→ WHAT YOU WILL DO
Exactly and in full, give the records again.

:::::

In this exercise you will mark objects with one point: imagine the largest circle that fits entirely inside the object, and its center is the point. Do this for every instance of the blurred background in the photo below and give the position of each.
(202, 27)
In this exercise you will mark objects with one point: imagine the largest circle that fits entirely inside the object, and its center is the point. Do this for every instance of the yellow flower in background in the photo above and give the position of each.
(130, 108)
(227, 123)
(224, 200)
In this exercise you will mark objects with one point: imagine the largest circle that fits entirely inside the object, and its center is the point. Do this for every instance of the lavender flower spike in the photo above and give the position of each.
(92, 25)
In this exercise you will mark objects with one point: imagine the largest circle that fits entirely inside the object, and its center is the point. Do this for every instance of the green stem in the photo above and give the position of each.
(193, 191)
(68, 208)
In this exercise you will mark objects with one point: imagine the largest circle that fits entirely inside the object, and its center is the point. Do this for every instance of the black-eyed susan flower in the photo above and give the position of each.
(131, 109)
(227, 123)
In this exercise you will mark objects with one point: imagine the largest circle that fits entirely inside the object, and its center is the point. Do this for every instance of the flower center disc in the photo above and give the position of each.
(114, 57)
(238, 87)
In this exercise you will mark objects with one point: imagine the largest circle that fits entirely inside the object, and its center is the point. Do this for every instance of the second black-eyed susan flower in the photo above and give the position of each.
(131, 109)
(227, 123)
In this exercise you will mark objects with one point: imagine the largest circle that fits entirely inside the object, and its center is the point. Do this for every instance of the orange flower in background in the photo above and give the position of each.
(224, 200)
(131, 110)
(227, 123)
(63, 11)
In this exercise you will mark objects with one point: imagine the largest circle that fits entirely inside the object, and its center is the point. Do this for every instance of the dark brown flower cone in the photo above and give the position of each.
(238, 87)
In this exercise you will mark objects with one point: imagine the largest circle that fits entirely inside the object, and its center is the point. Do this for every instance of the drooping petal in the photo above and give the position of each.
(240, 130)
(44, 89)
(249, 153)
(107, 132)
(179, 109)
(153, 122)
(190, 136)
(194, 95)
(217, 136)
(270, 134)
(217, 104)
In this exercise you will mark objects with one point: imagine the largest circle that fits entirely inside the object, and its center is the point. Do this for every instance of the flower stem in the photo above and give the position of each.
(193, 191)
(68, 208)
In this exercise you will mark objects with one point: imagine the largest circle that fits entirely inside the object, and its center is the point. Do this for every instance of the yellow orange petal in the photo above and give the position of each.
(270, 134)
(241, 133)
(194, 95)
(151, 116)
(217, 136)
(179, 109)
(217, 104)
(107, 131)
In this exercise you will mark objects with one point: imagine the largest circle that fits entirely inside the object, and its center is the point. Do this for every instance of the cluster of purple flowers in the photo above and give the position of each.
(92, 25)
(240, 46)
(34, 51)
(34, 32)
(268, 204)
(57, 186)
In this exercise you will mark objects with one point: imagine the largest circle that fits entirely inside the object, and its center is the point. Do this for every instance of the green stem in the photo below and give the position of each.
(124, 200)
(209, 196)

:::::

→ OUTPUT
In this exercise you will mark objects with one point: imagine the largest circle that fits entirely inside the object, and its center is the point. Do this for every instance of the blurred background in the photo below and give the position of each.
(202, 27)
In this exercise you will mark objects with one point: imagine the largest circle that fits entirely inside the object, and its center is the point. Do this for every instance of the yellow flower in background in the photo above and give the position of each.
(130, 108)
(227, 123)
(224, 200)
In this exercise you will mark objects with one point: imagine the largest circle that fits entirely inside the object, and its center is the point. Do this for every instance of the lavender flower spike in the photo above and give the position of each.
(92, 25)
In this exercise you will mark objects with one point: imagine the largest circle that fits entirely inside the object, and its center is the point. Do this for every instance of the green stem in the photo above and give the position of each.
(193, 191)
(68, 208)
In this exercise you will mark objects with one point: imagine the largest circle that fits entirely inside the object, and its center is the point. Do this for every instance of the black-eyed susan flower in the photo above and give the position of each.
(131, 109)
(227, 123)
In this exercise you will mark objects with one point: imagine the largest circle that fits entirely inside the object, and its center is the point. Do this for every instance of the flower center disc in the photo above and give the position of each.
(114, 57)
(238, 87)
In this exercise you will mark objects with one point: imagine the largest circle that fits entirely inside the object, and its center is the point. Do this for every instance of the second black-eyed susan flower in the photo above and give the position of each.
(131, 109)
(227, 123)
In this exercise you will mark objects with one point: imagine the largest circle that fits entirely inside the object, and its center is the point. Do this for every instance of the orange flower in background in the photo above and give the position of each.
(224, 200)
(131, 110)
(227, 123)
(63, 11)
In this exercise you will mark objects with one point: imagine the largest circle that fits entirely inside the object, and its center is the point. Do this for every instance of the dark brown flower cone in the photo above and give the position of each.
(238, 87)
In this exercise you will mark objects with one point: imagine the largest circle that fits entirely inside the object, and its center is the point. Do this for every instance of the drooping petal in the photo above and give the position of each.
(240, 130)
(44, 89)
(249, 153)
(107, 132)
(179, 109)
(153, 122)
(190, 136)
(194, 95)
(217, 136)
(270, 134)
(217, 104)
In this exercise you will mark objects with one point: imagine the largest circle that fits entirely inside the object, and its center is the point. Do this for every instance of the flower stem in the photo above and give the position of each.
(193, 191)
(68, 208)
In this exercise you will mark objects with one point: imagine the largest circle that fits entirely inside the object, and its center is the point. Do this for every instance of the yellow orange petal in the photo above and give the position of each.
(270, 134)
(241, 133)
(194, 95)
(151, 116)
(217, 136)
(179, 109)
(217, 104)
(107, 131)
In this exercise you will mark objects with one point: imagine the largest circle that fits entirely inside the object, and its center is the point. Do this for every instance of the cluster of purple flowers in the photo above and give the position of each.
(92, 25)
(240, 46)
(34, 51)
(34, 32)
(268, 204)
(57, 186)
In this exercise you will mark objects with one point: imagine the largest circle that fits entirely inside the object, and its center is the point. Do this for every instance of the green stem in the photo below and give the position of each.
(124, 200)
(209, 196)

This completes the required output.